- Document segment -
----

Hi everyone. Looking for your personal experience of CA125 monitoring. How did you deal with it, personally? What did your doctors (oncologists, family physician, etc.) say to you about the subject?
A month from now I have a regularly scheduled meeting in person with my oncologist. But after my blood test this week I placed a call with their office to see what they thought about the latest CA125 count. (I will share here below a few details about my treatments, knowing that there might be a few keyword searches that will lead here, to this discussion, and thus that my own personal experience might help others going through something similar - or be of benefit to others by demonstrating the variety of directions that treatment can take).
In July 2021 I was diagnosed with high grade serous carcinoma and treated immediately for a pleural effusion. I know that statistically a pleural effusion is about as bad as it can get when it comes to outcomes (of course: "I am not a statistic", and I am an athlete who is very fit, eat well, meditate, etc. etc.). Last December I finished first line treatment (carboplatin/paclitaxel and total hysterectomy); and I started on a maintenance treatment/targeted therapy of niraparib in late February. In January my CA125 was 7.5, and since then the number has been increasing gradually into the teens and twenties, a couple of points every month. However, this week the blood test result showed that the number rose from 23 to 34. I know that this is still too low a number for my oncologist to initiate a change in treatment, as the rise in number could be due to any number of factors unrelated to ovarian cancer; and anyway, if the CA125 is an indication of cancer growth, the amount of tumor present right now is not likely to show up on a CT scan.

----

- Data -

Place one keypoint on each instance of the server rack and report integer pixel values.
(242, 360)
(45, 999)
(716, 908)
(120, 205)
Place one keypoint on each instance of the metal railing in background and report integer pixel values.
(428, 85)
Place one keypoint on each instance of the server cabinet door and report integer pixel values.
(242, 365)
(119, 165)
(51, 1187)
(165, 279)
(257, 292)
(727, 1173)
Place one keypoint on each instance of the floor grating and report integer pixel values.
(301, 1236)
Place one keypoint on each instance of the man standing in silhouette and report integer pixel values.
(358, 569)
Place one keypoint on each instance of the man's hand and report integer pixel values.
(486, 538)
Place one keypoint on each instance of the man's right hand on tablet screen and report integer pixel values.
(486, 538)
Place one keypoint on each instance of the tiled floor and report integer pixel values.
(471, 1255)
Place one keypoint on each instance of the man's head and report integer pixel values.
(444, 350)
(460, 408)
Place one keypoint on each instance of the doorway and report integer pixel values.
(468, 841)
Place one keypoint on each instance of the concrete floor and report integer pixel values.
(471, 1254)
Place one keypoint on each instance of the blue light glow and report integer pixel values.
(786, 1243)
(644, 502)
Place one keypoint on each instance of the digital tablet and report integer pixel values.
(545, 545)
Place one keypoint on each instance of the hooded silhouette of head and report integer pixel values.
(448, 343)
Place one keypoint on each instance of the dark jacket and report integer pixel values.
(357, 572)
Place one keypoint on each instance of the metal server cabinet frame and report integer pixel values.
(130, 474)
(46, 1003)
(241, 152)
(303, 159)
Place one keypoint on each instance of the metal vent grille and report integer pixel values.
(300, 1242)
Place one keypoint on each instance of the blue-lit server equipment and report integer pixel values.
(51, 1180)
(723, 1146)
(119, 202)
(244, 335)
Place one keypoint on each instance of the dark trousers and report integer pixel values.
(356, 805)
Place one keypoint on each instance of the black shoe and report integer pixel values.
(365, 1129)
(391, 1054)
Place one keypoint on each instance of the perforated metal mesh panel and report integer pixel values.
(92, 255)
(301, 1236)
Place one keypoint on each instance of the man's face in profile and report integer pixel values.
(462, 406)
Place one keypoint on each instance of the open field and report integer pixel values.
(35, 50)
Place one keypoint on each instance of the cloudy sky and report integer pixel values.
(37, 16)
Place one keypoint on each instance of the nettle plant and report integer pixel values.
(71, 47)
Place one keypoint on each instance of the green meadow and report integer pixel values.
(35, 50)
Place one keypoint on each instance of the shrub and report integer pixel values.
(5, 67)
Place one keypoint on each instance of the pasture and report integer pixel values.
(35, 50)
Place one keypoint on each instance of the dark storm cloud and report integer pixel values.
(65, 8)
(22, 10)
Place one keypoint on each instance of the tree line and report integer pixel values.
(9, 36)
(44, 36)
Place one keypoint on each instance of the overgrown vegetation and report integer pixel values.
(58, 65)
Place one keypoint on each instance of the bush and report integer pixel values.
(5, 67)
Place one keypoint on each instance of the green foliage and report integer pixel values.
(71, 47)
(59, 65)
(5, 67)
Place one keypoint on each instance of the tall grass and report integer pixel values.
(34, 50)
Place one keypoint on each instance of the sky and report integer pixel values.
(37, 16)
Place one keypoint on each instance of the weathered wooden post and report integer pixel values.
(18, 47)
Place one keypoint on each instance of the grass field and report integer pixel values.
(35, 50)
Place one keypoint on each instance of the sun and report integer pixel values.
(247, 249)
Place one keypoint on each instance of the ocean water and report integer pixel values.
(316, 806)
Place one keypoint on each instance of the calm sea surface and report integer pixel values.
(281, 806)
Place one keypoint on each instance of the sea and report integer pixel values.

----

- Brief 1 -
Print the passage of the CA125 post from "Hi everyone. Looking" up to and including "about the subject?".
- Brief 2 -
Answer these questions about the CA125 post:
(a) In what month and year was the writer diagnosed?
(b) What drug did the writer start taking as maintenance treatment in late February?
(c) What was the writer's CA125 count before and after this week's blood test?
- Brief 3 -
Pick up the CA125 post where it stops and continue it.

- Task answer 1 -
Hi everyone. Looking for your personal experience of CA125 monitoring. How did you deal with it, personally? What did your doctors (oncologists, family physician, etc.) say to you about the subject?

- Task answer 2 -
(a) July 2021
(b) Niraparib
(c) It went from 23 to 34.

- Task answer 3 -
Furthermore, there is not much benefit from rushing into taking more chemotherapy since it is an ineffective form of treatment ultimately because of a cancer cell's ability to mutate. The oncologist told me that they would consider making changes when the number shoots above 50 (which is a standard approach). My understanding is that given the paucity of treatment options for this cancer, holding off as long as possible on another few rounds of chemotherapy is better. Furthermore, my oncologist told me that there was not necessarily any point in increasing the dose of niraparib since there is not much difference in outcome between people taking 100mg niraparib daily, like myself, and those on the higher daily dose of 200mg (I started on 200mg, but after seeing problems with my chemistry the oncologist reduced the dose).
So, I am curious to know at what point people made changes to their treatment: were changes made because of the CA125? Or did you wait until you developed a tumor that could be seen in a CT scan; or until you had symptoms such as pain, or bloating, or a pleural effusion? How did the conversation about treatment go with your oncologist?